§ TASK REQUIREMENTS: Of the lines below, write out exactly those from the line with "<point>110,11</point>" through the line with "<point>63,17</point>", both included, and skip the rest.

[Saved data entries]
◆ ◆ ◆

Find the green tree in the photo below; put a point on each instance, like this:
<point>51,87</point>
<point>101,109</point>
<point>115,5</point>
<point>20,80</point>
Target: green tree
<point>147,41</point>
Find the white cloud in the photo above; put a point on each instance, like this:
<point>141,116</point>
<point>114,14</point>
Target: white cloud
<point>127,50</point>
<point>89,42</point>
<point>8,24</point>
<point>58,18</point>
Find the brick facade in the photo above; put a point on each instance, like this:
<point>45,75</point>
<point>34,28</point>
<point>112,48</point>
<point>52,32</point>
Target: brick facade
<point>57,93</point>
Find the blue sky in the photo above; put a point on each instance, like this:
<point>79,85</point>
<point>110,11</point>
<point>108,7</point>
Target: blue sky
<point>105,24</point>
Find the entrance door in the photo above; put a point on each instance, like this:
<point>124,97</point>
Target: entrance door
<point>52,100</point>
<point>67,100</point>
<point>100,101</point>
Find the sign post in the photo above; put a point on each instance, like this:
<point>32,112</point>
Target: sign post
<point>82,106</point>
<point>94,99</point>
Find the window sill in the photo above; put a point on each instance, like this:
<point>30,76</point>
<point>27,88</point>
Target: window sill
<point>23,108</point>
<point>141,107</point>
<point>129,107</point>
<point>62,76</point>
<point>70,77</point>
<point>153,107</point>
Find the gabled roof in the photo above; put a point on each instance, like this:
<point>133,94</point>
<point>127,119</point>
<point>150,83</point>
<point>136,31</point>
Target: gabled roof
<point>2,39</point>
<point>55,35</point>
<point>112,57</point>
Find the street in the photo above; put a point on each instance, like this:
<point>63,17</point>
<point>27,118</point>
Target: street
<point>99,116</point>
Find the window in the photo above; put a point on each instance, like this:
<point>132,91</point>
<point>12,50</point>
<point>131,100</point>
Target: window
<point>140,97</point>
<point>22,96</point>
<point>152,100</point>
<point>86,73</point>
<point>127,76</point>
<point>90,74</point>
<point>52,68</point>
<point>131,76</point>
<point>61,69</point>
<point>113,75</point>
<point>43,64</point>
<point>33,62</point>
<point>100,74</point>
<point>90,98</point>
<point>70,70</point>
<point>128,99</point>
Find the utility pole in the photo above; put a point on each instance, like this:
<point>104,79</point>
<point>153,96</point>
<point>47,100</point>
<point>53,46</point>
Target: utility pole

◆ ◆ ◆

§ TASK RESPONSE:
<point>110,11</point>
<point>108,7</point>
Target: blue sky
<point>105,24</point>
Find the entrance door in the photo above; put a point on each instance, like this:
<point>124,97</point>
Target: entrance door
<point>52,100</point>
<point>67,100</point>
<point>100,101</point>
Find the sign post in the photo above; put a point on each instance, like this:
<point>32,112</point>
Target: sign post
<point>82,106</point>
<point>94,99</point>
Find the window sill in the photo above; put a point on each instance, like this:
<point>30,76</point>
<point>27,88</point>
Target: window sill
<point>23,108</point>
<point>141,107</point>
<point>129,107</point>
<point>62,76</point>
<point>70,77</point>
<point>153,107</point>
Find the gabled roof in the photo above; put a point on each instance, like this:
<point>133,94</point>
<point>127,119</point>
<point>150,83</point>
<point>136,31</point>
Target: gabled roof
<point>2,39</point>
<point>55,35</point>
<point>112,57</point>
Find the street in the photo above; put a point on each instance, like this:
<point>63,17</point>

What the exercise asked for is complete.